* Work instructions *
Gather every line below that contains the string "item" and copy each one out. The match is case-sensitive.

* Records supplied *
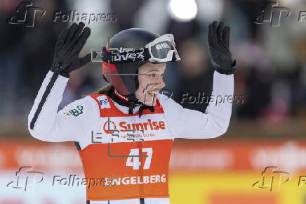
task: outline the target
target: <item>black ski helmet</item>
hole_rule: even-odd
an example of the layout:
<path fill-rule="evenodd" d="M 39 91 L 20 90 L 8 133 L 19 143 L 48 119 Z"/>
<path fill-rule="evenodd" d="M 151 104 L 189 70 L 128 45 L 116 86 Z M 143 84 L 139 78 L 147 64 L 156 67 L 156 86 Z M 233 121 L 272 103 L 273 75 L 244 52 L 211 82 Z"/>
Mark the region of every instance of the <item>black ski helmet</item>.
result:
<path fill-rule="evenodd" d="M 159 37 L 159 34 L 142 28 L 130 28 L 116 34 L 105 46 L 106 51 L 110 52 L 109 48 L 126 49 L 135 50 L 144 49 L 145 45 Z M 149 60 L 124 62 L 119 63 L 108 63 L 102 62 L 102 72 L 105 79 L 110 82 L 122 95 L 127 96 L 133 95 L 138 89 L 138 69 Z M 109 75 L 115 74 L 115 75 Z M 117 74 L 132 74 L 117 75 Z"/>

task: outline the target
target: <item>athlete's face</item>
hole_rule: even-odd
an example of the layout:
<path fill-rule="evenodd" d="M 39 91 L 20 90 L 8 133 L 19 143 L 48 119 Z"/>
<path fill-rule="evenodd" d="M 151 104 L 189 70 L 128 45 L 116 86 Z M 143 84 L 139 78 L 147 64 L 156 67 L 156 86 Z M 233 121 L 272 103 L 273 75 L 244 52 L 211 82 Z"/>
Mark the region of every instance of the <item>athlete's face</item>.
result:
<path fill-rule="evenodd" d="M 163 80 L 166 63 L 147 63 L 138 68 L 138 89 L 135 96 L 139 101 L 147 106 L 155 106 L 157 94 L 165 87 Z"/>

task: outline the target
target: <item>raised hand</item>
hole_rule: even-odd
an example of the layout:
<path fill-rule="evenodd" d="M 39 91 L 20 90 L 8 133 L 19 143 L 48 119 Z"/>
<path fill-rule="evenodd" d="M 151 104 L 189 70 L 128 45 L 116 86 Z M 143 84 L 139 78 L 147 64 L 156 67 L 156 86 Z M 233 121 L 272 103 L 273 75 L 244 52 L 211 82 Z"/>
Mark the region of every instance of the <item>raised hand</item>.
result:
<path fill-rule="evenodd" d="M 69 78 L 69 73 L 91 61 L 91 53 L 79 58 L 79 54 L 91 34 L 91 29 L 84 28 L 81 22 L 72 24 L 60 34 L 55 45 L 51 71 Z M 96 53 L 94 55 L 97 55 Z M 95 57 L 95 56 L 94 56 Z"/>
<path fill-rule="evenodd" d="M 235 72 L 236 60 L 233 60 L 230 51 L 229 26 L 223 22 L 214 21 L 209 24 L 208 51 L 211 63 L 215 70 L 221 74 L 231 75 Z"/>

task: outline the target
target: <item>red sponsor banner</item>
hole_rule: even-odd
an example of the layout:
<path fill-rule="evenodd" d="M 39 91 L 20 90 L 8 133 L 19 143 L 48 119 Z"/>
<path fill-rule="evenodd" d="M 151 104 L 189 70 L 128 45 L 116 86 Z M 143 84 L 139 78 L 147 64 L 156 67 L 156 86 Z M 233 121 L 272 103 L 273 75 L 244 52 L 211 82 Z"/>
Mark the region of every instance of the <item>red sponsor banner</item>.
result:
<path fill-rule="evenodd" d="M 302 141 L 175 141 L 171 171 L 262 171 L 277 166 L 290 172 L 306 170 L 306 142 Z M 73 142 L 0 143 L 0 170 L 32 166 L 41 170 L 82 172 Z"/>

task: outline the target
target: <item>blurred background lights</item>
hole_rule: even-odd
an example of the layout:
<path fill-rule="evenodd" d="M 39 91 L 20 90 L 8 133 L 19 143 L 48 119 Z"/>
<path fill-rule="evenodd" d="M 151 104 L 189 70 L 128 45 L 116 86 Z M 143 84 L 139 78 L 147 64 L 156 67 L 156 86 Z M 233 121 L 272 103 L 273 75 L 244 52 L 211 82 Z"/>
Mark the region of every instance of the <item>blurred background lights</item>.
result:
<path fill-rule="evenodd" d="M 194 0 L 170 0 L 168 8 L 171 17 L 179 21 L 192 20 L 198 11 Z"/>

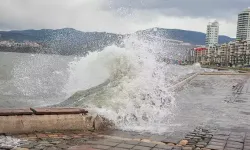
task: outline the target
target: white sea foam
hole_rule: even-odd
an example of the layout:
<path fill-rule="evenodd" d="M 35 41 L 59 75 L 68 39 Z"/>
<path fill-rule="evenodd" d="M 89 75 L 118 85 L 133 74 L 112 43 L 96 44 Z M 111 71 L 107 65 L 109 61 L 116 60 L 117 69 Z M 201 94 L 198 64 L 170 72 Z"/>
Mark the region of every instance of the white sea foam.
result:
<path fill-rule="evenodd" d="M 159 57 L 167 54 L 168 49 L 163 51 L 154 41 L 130 37 L 124 45 L 124 48 L 109 46 L 73 61 L 66 91 L 72 95 L 110 79 L 108 85 L 78 99 L 76 105 L 112 120 L 119 129 L 169 131 L 175 108 L 175 93 L 169 87 L 185 75 L 200 71 L 200 66 L 184 67 L 160 61 Z"/>

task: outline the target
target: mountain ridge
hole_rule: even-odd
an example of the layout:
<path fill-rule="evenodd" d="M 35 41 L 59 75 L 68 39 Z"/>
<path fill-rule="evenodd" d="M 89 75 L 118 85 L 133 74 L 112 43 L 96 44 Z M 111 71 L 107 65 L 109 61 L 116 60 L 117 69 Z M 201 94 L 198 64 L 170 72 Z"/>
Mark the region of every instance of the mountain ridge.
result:
<path fill-rule="evenodd" d="M 160 39 L 164 41 L 172 39 L 190 43 L 191 45 L 205 45 L 206 37 L 205 33 L 202 32 L 165 28 L 150 28 L 133 34 L 147 40 Z M 0 42 L 30 41 L 42 45 L 40 49 L 32 49 L 30 47 L 13 48 L 0 45 L 0 51 L 85 55 L 91 51 L 102 50 L 112 44 L 121 46 L 123 39 L 130 35 L 108 32 L 82 32 L 73 28 L 0 31 Z M 219 36 L 220 44 L 233 40 L 233 38 L 228 36 Z"/>

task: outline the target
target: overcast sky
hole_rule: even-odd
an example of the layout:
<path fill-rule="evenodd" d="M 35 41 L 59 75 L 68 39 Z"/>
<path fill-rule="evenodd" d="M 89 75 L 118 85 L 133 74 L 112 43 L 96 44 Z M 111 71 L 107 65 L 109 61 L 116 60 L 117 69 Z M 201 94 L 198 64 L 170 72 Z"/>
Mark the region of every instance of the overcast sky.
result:
<path fill-rule="evenodd" d="M 70 27 L 131 33 L 162 27 L 236 36 L 237 14 L 250 0 L 0 0 L 0 30 Z"/>

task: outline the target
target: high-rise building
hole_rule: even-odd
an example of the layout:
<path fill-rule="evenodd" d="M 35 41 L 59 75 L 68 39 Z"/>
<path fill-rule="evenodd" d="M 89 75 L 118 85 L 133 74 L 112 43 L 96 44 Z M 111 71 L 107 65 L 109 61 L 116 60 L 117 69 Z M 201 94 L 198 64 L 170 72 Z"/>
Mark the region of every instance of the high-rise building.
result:
<path fill-rule="evenodd" d="M 250 8 L 238 14 L 236 39 L 250 40 Z"/>
<path fill-rule="evenodd" d="M 219 23 L 217 21 L 209 22 L 207 25 L 206 46 L 217 45 L 219 41 Z"/>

* Answer *
target: <item>black ski helmet</item>
Mark the region of every instance of the <item>black ski helmet</item>.
target: <item>athlete's face</item>
Mark the region of every instance of the <item>athlete's face</item>.
target: <item>raised hand</item>
Mark the region of every instance of the <item>raised hand</item>.
target: <item>red sponsor banner</item>
Mark the region of every instance of the <item>red sponsor banner</item>.
target: <item>blurred background lights</item>
Mark the region of every instance of the <item>blurred background lights</item>.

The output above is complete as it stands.